For long-term shareholders of Arabtec Holding, the biggest contracting group in the United Arab Emirates, last year’s share recapitalisation was a bitter pill to swallow.

After the company had endured nine successive quarterly losses, shareholders had to accept the cancellation of 3.4 billion of its 6.1 billion shares to wipe out the losses that had been accrued over the previous two years. They also had to subscribe to new shares being issued under a 1.5 billion UAE dirham ($408.4 million) rights issue or face a further dilution of their stake.

Still, it seems that the medicine prescribed appears to be working and the patient is now in recovery mode. In 2017, Arabtec reported four successive quarterly profits, leading to it declaring a full-year profit attributable to its parent of 123.1 million dirhams in 2017, compared to a 3.4 billion dirham loss in the prior year. Revenue also increased by 12 percent to 9.1 billion dirhams ($2.5 billion).

━━━

Exercise instructions:
1. Answer these questions using the text on Arabtec Holding:
(a) How many successive quarterly losses had the company endured before the recapitalization?
(b) How many shares were canceled, and out of what total?
(c) By what percentage did revenue increase in 2017?
2. Extend the text on Arabtec Holding's recovery with a further paragraph in the same formal style, beginning after its final sentence.

━━━

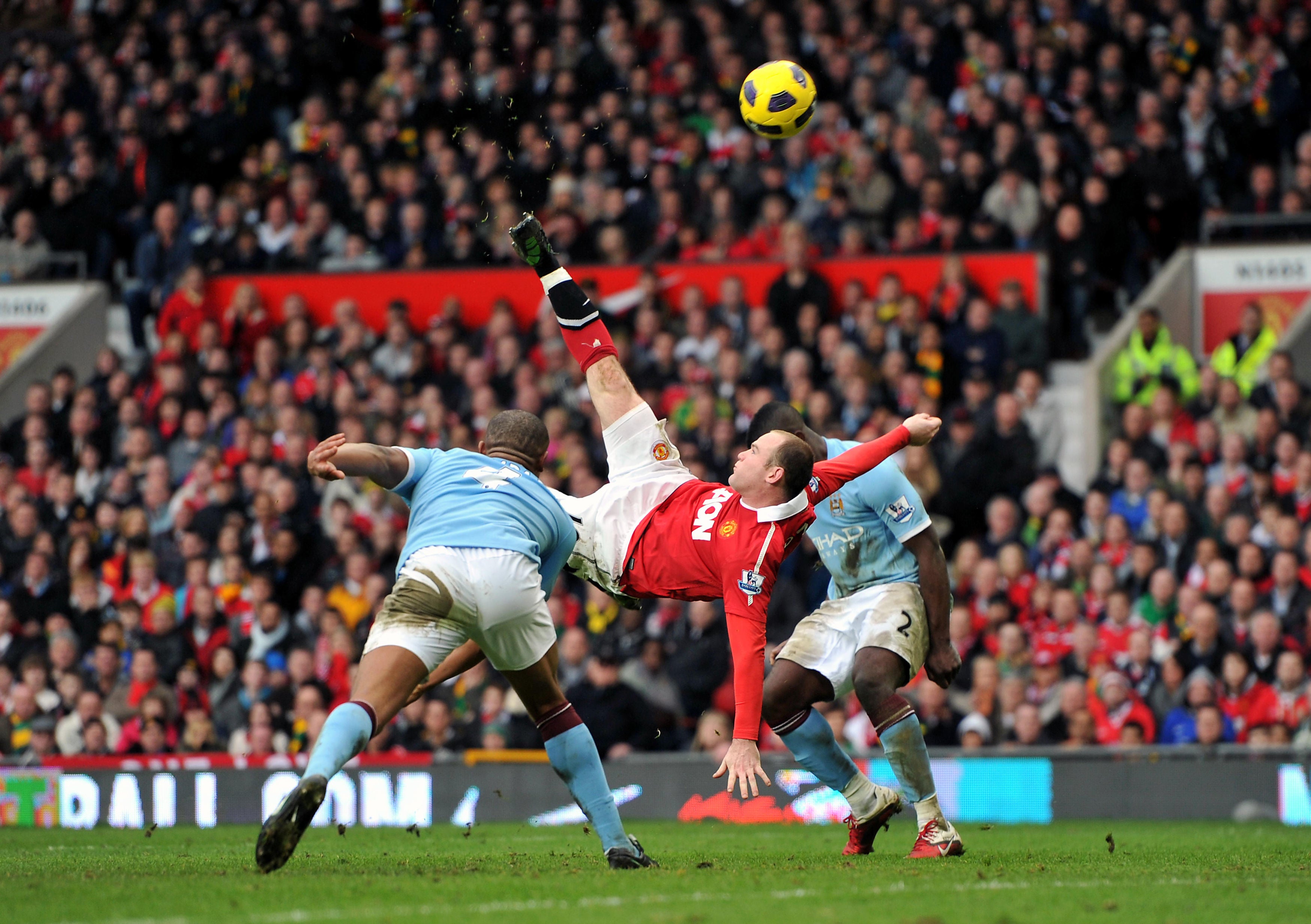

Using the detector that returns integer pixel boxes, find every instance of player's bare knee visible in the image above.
[760,674,810,727]
[852,674,897,713]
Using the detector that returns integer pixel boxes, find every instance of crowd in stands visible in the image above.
[0,232,1311,756]
[0,0,1311,758]
[0,0,1311,355]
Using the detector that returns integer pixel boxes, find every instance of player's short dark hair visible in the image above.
[770,430,815,499]
[482,410,551,460]
[746,401,806,443]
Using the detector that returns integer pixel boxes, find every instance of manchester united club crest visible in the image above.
[738,569,765,604]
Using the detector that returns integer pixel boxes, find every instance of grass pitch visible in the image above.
[0,821,1311,924]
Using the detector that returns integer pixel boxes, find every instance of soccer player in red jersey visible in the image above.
[510,215,941,798]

━━━

Results:
1.
(a) Nine successive quarterly losses.
(b) 3.4 billion shares were canceled out of 6.1 billion.
(c) Revenue increased by 12 percent, to 9.1 billion dirhams ($2.5 billion).

2.
And if last year’s exercise was largely geared around stabilising the company –  offloading non-core businesses, chasing legacy debts and attempting to get paid more quickly – efforts in 2018 will focus on restoring it to a much healthier position.

Arabtec is attempting to secure a base of about 8 to 9 bilion dirhams worth of new work each year (last year, it secured over 5.3 billion dirhams in new awards) at the same time as it attempts a ‘rebasing’ of the business to make it more efficient.

Chief executive Hamish Tyrwhitt, who was appointed in November 2016 to lead a turnaround of the company, tells Zawya at an interview in Dubai in early April that “within the UAE, our drive this year is about providing efficiency, productivity and innovation”.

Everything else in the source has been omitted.